**Exercise prompt:**
Reproduce each of the rows below character for character.

**Dataset extract:**
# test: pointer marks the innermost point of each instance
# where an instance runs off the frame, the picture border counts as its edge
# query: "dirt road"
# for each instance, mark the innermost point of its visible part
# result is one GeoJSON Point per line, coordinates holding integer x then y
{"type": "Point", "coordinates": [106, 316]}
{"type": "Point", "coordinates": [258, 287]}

**Correct answer:**
# test: pointer marks the innermost point of each instance
# where an instance runs off the frame, the picture border counts as its edge
# query: "dirt road"
# for each instance, mark the innermost point of its visible part
# result is one GeoJSON Point per line, coordinates holding integer x then y
{"type": "Point", "coordinates": [106, 316]}
{"type": "Point", "coordinates": [258, 287]}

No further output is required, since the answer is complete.